:: Task item ::
For each record that follows, give it back exactly, with no pictures included.

:: Exercise data ::
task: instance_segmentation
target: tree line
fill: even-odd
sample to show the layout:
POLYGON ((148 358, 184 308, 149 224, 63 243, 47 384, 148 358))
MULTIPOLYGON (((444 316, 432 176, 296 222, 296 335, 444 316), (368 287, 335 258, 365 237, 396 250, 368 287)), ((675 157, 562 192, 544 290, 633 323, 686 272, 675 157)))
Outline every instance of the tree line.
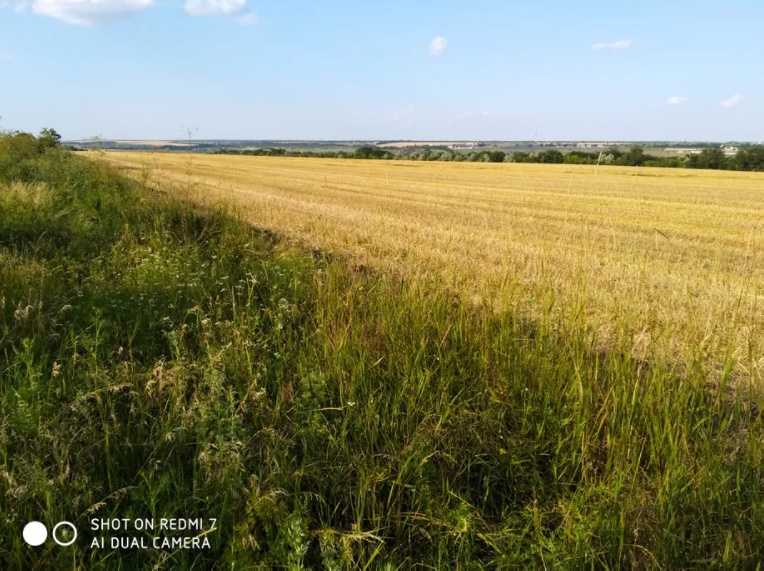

:: Task response ::
task: instance_segmentation
target: tree line
fill: even-odd
sample to show the layout:
POLYGON ((148 358, 184 308, 149 224, 63 243, 47 384, 148 358))
MULTIPOLYGON (((444 316, 432 176, 296 222, 296 335, 444 316), (368 287, 335 258, 365 237, 396 250, 368 287)), ((675 157, 562 192, 544 290, 633 323, 686 272, 675 157)))
Outline every instance of the tree line.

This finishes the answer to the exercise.